Task to carry out
Each entry shown below is to be reproduced exactly.

━━ Listed entries ━━

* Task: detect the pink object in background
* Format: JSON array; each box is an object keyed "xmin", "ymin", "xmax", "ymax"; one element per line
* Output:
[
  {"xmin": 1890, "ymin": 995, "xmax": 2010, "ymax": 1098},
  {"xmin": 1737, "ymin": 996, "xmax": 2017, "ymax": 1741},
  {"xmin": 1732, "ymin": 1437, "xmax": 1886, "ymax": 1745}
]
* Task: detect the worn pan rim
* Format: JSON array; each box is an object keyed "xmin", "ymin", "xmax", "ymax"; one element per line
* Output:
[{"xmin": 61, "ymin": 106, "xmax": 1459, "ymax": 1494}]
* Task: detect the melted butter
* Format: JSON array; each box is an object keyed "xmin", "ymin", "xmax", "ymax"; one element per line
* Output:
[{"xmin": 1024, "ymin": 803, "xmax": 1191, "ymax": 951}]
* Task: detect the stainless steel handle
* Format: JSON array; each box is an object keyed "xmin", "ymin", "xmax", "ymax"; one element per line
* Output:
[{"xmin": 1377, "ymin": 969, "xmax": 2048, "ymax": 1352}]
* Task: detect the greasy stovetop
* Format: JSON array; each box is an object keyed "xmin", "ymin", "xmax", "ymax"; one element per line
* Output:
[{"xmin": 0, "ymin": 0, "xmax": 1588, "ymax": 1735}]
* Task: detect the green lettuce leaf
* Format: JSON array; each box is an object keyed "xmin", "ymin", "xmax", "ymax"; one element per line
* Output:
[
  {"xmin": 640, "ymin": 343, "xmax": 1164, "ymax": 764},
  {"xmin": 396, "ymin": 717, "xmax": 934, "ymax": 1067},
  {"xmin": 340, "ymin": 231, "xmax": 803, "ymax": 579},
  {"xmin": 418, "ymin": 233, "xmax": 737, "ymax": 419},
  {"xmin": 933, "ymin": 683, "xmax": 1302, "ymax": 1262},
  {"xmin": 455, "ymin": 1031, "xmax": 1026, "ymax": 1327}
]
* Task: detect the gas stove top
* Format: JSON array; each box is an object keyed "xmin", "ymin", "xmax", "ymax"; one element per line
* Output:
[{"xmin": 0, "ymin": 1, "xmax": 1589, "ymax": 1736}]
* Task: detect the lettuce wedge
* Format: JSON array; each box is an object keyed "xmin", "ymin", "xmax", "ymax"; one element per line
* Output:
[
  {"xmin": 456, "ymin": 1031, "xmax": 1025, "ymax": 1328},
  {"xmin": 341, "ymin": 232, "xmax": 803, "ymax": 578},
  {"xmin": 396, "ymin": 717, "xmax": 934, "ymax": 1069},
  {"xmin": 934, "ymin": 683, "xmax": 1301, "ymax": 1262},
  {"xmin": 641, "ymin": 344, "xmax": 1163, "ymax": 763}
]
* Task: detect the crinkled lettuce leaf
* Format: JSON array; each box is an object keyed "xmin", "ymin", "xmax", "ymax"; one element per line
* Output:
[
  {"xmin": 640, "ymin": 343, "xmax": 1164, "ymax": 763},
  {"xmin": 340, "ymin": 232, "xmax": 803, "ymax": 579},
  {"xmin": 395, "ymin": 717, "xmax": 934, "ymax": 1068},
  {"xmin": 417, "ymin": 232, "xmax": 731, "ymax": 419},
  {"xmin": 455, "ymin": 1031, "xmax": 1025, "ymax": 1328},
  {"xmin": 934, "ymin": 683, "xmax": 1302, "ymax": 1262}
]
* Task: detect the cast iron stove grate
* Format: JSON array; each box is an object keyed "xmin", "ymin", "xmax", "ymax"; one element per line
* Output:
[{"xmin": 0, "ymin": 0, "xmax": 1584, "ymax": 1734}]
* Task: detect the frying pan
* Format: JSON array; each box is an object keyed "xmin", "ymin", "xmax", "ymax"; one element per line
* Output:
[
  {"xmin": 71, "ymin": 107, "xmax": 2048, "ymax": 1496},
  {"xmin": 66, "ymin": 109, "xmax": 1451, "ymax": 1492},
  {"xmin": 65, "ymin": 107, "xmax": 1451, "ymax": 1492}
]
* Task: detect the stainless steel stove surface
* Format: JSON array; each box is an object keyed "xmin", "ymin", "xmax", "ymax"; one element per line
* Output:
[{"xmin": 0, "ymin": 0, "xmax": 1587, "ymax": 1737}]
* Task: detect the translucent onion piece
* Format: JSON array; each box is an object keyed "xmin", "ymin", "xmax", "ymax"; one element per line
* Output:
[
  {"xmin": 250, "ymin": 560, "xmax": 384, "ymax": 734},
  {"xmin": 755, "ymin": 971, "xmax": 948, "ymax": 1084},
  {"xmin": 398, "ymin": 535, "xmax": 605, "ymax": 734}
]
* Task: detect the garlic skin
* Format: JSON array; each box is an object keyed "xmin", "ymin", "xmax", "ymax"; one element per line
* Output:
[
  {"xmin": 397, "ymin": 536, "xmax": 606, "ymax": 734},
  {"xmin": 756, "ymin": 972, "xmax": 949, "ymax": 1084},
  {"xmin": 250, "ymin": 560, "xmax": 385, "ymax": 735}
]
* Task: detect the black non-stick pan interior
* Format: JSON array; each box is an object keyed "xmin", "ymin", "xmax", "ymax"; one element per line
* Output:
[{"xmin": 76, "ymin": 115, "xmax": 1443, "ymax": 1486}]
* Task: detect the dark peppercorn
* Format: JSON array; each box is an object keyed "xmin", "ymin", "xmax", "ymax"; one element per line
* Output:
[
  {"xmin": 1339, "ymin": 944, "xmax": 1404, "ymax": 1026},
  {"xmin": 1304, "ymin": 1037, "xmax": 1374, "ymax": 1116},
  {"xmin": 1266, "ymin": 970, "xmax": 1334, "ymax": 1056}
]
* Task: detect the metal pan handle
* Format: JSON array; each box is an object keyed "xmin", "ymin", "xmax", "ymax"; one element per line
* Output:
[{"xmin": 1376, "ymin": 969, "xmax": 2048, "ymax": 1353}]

━━━

Task solution
* Task: detect the pink object in background
* Format: JSON array; each box is an object keyed "xmin", "ymin", "xmax", "ymax"; one element per line
* Output:
[
  {"xmin": 1890, "ymin": 995, "xmax": 2010, "ymax": 1098},
  {"xmin": 1737, "ymin": 996, "xmax": 2017, "ymax": 1741},
  {"xmin": 1732, "ymin": 1437, "xmax": 1886, "ymax": 1745}
]
* Task: detect the worn pan rim
* Format: JSON array; each box is an object keyed "xmin", "ymin", "xmax", "ymax"; one element per line
* Output:
[{"xmin": 61, "ymin": 106, "xmax": 1459, "ymax": 1494}]
* Task: detect the melted butter
* Format: JSON array; each box is an object keyed "xmin", "ymin", "xmax", "ymax"; one element per line
* Output:
[{"xmin": 1024, "ymin": 803, "xmax": 1191, "ymax": 951}]
* Task: detect the stainless steel handle
* Format: JSON array; each box is an object keyed "xmin", "ymin", "xmax", "ymax"; one element per line
* Output:
[{"xmin": 1377, "ymin": 969, "xmax": 2048, "ymax": 1352}]
* Task: detect the greasy stovetop
* Format: JSON array; each box is an object keyed "xmin", "ymin", "xmax", "ymax"; one element per line
* Output:
[{"xmin": 0, "ymin": 0, "xmax": 1588, "ymax": 1735}]
* Task: detect the green lettuce leaf
* Format: JSON array; each box is an object keyed "xmin", "ymin", "xmax", "ymax"; one element per line
* Output:
[
  {"xmin": 640, "ymin": 343, "xmax": 1164, "ymax": 764},
  {"xmin": 396, "ymin": 717, "xmax": 934, "ymax": 1067},
  {"xmin": 340, "ymin": 231, "xmax": 803, "ymax": 579},
  {"xmin": 418, "ymin": 233, "xmax": 737, "ymax": 419},
  {"xmin": 933, "ymin": 683, "xmax": 1302, "ymax": 1262},
  {"xmin": 455, "ymin": 1031, "xmax": 1026, "ymax": 1327}
]
* Task: detect the gas stove top
* Format: JSON array; each box is an object keyed "xmin", "ymin", "xmax", "ymax"; one element per line
* Output:
[{"xmin": 0, "ymin": 1, "xmax": 1589, "ymax": 1736}]
* Task: detect the lettuce wedge
* Format: JSON array; each box is an object keyed "xmin", "ymin", "xmax", "ymax"; one element per line
* Output:
[
  {"xmin": 456, "ymin": 1031, "xmax": 1025, "ymax": 1328},
  {"xmin": 341, "ymin": 232, "xmax": 803, "ymax": 578},
  {"xmin": 396, "ymin": 717, "xmax": 934, "ymax": 1069},
  {"xmin": 934, "ymin": 683, "xmax": 1301, "ymax": 1262},
  {"xmin": 641, "ymin": 344, "xmax": 1163, "ymax": 763}
]
* Task: detect the crinkled lettuce leaf
* Format: JSON array; each box is an object keyed "xmin", "ymin", "xmax", "ymax"; one element per line
* Output:
[
  {"xmin": 640, "ymin": 343, "xmax": 1164, "ymax": 763},
  {"xmin": 340, "ymin": 232, "xmax": 803, "ymax": 579},
  {"xmin": 395, "ymin": 717, "xmax": 934, "ymax": 1068},
  {"xmin": 417, "ymin": 232, "xmax": 731, "ymax": 419},
  {"xmin": 455, "ymin": 1031, "xmax": 1025, "ymax": 1328},
  {"xmin": 934, "ymin": 683, "xmax": 1302, "ymax": 1262}
]
* Task: detect the cast iron stove grate
* Format: JSON array; each box is an object keyed "xmin", "ymin", "xmax", "ymax"; one element per line
* Output:
[{"xmin": 0, "ymin": 0, "xmax": 1584, "ymax": 1734}]
* Task: detect the frying pan
* Format: JSON array; each box is an object keyed "xmin", "ymin", "xmax", "ymax"; one element per line
* Output:
[
  {"xmin": 71, "ymin": 107, "xmax": 2048, "ymax": 1496},
  {"xmin": 66, "ymin": 109, "xmax": 1451, "ymax": 1492},
  {"xmin": 65, "ymin": 107, "xmax": 1451, "ymax": 1492}
]
* Task: detect the stainless steel stove surface
* Format: JSON array; each box is an object keyed "xmin", "ymin", "xmax", "ymax"; one element per line
* Output:
[{"xmin": 0, "ymin": 0, "xmax": 1587, "ymax": 1737}]
* Task: detect the translucent onion piece
* Format: JSON array; each box is an object keyed "xmin", "ymin", "xmax", "ymax"; one element per line
* Output:
[
  {"xmin": 250, "ymin": 560, "xmax": 384, "ymax": 734},
  {"xmin": 755, "ymin": 971, "xmax": 948, "ymax": 1084},
  {"xmin": 398, "ymin": 535, "xmax": 605, "ymax": 734}
]
* Task: detect the garlic skin
* Format: JSON array; each box is an object keyed "xmin", "ymin", "xmax", "ymax"; one element per line
* Output:
[
  {"xmin": 397, "ymin": 536, "xmax": 606, "ymax": 734},
  {"xmin": 756, "ymin": 972, "xmax": 949, "ymax": 1084},
  {"xmin": 250, "ymin": 560, "xmax": 385, "ymax": 735}
]
* Task: detect the black non-stick pan interior
* Format: JSON array; each box is an object keyed "xmin", "ymin", "xmax", "ymax"; one element per line
* Output:
[{"xmin": 76, "ymin": 115, "xmax": 1443, "ymax": 1486}]
* Task: detect the dark peppercorn
* Format: JSON array; each box is an object keyed "xmin", "ymin", "xmax", "ymax"; one element per line
* Output:
[
  {"xmin": 1339, "ymin": 944, "xmax": 1404, "ymax": 1026},
  {"xmin": 1304, "ymin": 1037, "xmax": 1374, "ymax": 1116},
  {"xmin": 1266, "ymin": 970, "xmax": 1334, "ymax": 1056}
]
* Task: detect the metal pan handle
* Format: JSON array; each box is an object keyed "xmin", "ymin", "xmax", "ymax"; one element per line
* Output:
[{"xmin": 1376, "ymin": 969, "xmax": 2048, "ymax": 1353}]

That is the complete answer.